### Direction
Please rewrite everything from the line containing "In this exercise you will indicate the potted" down to the end of the material, changing "chandelier" to "pendant light" and leaving the rest as it is.

[Items listed in a dataset]
********
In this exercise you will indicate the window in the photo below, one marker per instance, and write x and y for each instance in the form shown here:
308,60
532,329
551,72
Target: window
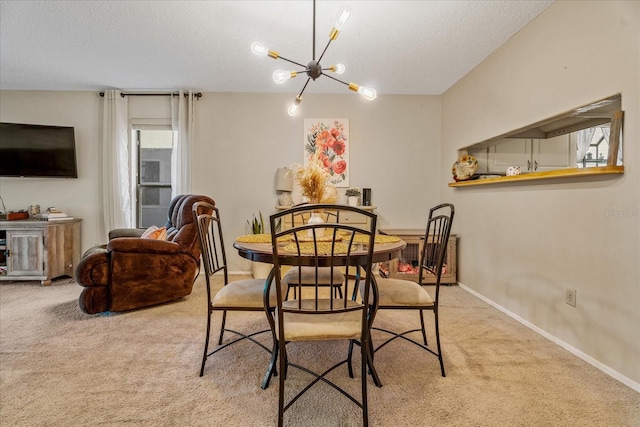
153,185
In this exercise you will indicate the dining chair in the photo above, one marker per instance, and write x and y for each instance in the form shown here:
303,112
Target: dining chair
301,277
317,314
401,294
242,295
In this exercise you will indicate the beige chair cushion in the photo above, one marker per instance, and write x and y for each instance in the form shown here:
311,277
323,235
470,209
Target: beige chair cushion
312,327
402,293
308,276
244,293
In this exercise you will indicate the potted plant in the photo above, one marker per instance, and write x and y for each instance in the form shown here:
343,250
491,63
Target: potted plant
353,195
259,270
257,225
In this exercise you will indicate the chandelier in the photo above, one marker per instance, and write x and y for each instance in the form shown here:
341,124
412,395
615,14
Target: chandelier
313,69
********
### Answer below
In this exercise you will indicate the potted plant in the photo above, one marker per instance, and write x and y for each instance in the form shown here:
343,250
491,63
Target: potted plant
353,195
259,270
257,225
In this exercise you will indicate the pendant light in the photo above, one marker per instance, and write x and y for each instance in the form shown here:
341,124
412,395
615,14
Target: pendant light
313,69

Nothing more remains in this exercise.